• WHAT YOU HAVE TO DO
Reproduce the text below on jaguars and the Pantanal word for word, starting with its opening header lines.

• EXCERPTED PASSAGE
########################################

157 images Created 4 Dec 2021
The Pantanal / Brazil_2
Jaguars have influenced the culture of the Americas for over a thousand years. They have been an important symbol for the different cultures that inhabited the American Continent (both North and South). The jaguar has had cosmological (relating to the origin and development of the universe), ritual, social and even economic importance. It was seen by the ancients as a being who could travel between the Worlds, as a powerful spirit capable of maintaining the balance between day and night; preserving the balance between life and death. In Pre-Hispanic cultures, the Olmecs built immense rocks in the shape of jaguar-men, considering the jaguar a powerful spirit (“Nahual”) that protected shamans as they moved between the Earthly world and the realm of spirits. The Mayans considered the Jaguar the guardian of darkness, while the Aztecs considered it a War symbol using the jaguar to create powerful elite fighters known as "The “Jaguar Warriors”. Today, the world of the mighty Jaguar has grown smaller and less important. Deforestation due to logging and to clear land for cattle is the greatest threat to the world’s third largest big cat. As the physical territory of the jaguar continues to shrink, half of the worlds’ jaguars are now found in Brazil’s Amazon rainforest and the Pantanal, the largest tropical wetland. They are vulnerable to poaching as jaguar paws, teeth and other body parts are still sought after, mostly by China for traditional medicine and ornaments.

########################################

• RECORDS SUPPLIED
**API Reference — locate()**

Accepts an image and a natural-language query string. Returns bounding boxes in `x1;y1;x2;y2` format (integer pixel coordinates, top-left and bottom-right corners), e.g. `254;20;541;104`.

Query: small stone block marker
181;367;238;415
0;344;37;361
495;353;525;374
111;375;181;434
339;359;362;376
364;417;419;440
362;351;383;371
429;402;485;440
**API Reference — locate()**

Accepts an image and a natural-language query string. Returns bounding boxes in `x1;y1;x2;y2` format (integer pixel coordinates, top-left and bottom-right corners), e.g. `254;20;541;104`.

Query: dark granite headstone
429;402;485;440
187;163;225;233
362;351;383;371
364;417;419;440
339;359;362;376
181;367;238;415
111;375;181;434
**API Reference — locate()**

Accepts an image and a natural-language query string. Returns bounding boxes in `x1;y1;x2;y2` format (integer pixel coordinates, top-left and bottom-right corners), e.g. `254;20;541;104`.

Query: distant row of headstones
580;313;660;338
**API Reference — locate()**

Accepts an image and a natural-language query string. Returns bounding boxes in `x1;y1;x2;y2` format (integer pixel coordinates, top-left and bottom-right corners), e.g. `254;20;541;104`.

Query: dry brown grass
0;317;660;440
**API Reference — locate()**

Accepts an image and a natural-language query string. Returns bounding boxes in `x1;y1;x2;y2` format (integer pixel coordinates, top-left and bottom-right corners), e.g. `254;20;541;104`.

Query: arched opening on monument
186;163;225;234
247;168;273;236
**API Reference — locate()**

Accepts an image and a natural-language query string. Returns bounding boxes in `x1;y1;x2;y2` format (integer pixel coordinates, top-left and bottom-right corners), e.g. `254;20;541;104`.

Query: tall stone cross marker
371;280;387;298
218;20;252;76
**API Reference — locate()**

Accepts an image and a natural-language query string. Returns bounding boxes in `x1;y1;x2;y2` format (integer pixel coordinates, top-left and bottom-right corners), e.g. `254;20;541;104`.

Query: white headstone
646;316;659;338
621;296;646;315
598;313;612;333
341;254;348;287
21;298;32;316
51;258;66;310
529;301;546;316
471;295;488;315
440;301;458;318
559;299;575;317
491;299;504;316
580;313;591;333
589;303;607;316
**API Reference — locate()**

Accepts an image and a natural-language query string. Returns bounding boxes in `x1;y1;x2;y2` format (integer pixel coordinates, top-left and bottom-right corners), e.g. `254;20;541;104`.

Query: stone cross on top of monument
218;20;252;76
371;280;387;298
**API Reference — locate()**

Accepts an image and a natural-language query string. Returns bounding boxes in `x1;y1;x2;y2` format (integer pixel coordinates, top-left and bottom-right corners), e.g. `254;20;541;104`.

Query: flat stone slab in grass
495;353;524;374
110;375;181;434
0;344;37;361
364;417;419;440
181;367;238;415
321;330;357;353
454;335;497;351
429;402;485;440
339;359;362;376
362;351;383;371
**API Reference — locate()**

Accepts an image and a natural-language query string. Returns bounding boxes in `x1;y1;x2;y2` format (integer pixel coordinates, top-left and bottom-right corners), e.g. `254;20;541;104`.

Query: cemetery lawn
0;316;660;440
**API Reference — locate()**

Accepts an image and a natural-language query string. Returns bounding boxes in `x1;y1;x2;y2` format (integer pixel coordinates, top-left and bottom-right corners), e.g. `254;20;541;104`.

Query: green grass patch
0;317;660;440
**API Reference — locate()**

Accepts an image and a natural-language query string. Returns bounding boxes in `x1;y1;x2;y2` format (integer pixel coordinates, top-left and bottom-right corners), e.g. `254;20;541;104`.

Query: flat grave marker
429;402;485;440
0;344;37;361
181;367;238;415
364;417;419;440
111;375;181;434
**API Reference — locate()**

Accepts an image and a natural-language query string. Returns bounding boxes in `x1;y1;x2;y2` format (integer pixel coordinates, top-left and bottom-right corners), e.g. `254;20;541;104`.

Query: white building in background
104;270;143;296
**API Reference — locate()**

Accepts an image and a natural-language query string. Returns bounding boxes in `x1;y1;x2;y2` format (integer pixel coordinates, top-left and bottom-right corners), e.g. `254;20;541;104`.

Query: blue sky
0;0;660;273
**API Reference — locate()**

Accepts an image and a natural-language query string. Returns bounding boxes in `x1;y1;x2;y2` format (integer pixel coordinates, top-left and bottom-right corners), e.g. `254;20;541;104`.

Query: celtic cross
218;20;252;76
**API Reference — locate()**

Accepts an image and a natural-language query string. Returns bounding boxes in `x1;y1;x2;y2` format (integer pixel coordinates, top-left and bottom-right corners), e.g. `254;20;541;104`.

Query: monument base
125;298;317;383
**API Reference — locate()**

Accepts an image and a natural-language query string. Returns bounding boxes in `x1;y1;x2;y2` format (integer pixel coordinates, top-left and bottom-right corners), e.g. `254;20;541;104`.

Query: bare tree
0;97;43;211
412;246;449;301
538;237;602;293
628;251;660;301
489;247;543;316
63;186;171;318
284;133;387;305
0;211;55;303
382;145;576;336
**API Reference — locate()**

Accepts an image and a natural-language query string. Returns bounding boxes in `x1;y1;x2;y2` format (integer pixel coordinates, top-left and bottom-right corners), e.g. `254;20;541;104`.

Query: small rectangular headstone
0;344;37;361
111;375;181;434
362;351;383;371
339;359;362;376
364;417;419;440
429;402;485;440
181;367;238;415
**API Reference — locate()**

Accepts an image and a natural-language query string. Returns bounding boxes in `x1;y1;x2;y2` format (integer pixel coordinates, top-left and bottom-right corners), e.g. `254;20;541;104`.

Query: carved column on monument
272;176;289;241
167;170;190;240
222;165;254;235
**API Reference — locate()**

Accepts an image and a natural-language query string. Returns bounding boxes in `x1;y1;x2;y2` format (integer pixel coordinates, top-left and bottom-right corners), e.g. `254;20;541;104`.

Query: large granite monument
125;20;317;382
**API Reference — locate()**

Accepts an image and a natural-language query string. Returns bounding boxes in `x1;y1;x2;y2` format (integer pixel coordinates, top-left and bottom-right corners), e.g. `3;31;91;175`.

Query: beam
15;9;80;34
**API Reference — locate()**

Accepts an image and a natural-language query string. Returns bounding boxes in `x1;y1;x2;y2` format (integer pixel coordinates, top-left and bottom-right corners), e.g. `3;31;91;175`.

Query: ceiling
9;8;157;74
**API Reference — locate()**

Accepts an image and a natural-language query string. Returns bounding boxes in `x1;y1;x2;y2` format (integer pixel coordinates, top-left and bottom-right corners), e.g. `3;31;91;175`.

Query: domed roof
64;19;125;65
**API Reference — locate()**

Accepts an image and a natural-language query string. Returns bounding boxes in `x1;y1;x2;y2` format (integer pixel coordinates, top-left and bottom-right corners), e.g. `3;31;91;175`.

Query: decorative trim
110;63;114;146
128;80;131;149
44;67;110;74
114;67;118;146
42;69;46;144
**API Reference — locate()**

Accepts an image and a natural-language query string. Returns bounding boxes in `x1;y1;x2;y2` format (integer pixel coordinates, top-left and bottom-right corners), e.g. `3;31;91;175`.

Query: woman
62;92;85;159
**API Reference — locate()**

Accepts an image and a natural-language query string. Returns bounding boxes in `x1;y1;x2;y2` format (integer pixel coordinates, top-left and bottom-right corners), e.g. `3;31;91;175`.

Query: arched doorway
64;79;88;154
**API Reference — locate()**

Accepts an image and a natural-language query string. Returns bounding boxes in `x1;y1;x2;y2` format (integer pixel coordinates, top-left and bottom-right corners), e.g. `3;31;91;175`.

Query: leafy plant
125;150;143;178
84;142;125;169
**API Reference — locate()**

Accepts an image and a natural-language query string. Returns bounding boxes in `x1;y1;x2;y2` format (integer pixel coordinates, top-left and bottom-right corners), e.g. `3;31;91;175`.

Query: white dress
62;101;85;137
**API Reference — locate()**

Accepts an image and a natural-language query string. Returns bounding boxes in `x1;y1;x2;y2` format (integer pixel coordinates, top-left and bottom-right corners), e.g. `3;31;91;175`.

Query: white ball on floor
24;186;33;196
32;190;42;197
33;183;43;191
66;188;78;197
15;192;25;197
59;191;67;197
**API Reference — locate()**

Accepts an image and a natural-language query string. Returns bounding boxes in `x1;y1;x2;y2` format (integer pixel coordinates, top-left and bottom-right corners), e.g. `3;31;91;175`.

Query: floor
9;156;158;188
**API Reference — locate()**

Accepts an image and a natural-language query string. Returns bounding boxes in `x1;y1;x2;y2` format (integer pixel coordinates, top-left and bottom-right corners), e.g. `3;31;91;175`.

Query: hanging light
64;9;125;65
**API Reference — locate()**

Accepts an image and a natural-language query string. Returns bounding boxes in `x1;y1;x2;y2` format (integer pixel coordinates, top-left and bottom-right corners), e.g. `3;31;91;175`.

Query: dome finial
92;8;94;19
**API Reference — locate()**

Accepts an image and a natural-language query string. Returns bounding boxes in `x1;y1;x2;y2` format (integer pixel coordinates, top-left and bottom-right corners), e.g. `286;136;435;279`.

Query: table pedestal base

########################################

• TASK RESULT
157 images Created 4 Dec 2021
The Pantanal / Brazil_2
Jaguars have influenced the culture of the Americas for over a thousand years. They have been an important symbol for the different cultures that inhabited the American Continent (both North and South). The jaguar has had cosmological (relating to the origin and development of the universe), ritual, social and even economic importance. It was seen by the ancients as a being who could travel between the Worlds, as a powerful spirit capable of maintaining the balance between day and night; preserving the balance between life and death. In Pre-Hispanic cultures, the Olmecs built immense rocks in the shape of jaguar-men, considering the jaguar a powerful spirit (“Nahual”) that protected shamans as they moved between the Earthly world and the realm of spirits. The Mayans considered the Jaguar the guardian of darkness, while the Aztecs considered it a War symbol using the jaguar to create powerful elite fighters known as "The “Jaguar Warriors”. Today, the world of the mighty Jaguar has grown smaller and less important. Deforestation due to logging and to clear land for cattle is the greatest threat to the world’s third largest big cat. As the physical territory of the jaguar continues to shrink, half of the worlds’ jaguars are now found in Brazil’s Amazon rainforest and the Pantanal, the largest tropical wetland. They are vulnerable to poaching as jaguar paws, teeth and other body parts are still sought after, mostly by China for traditional medicine and ornaments.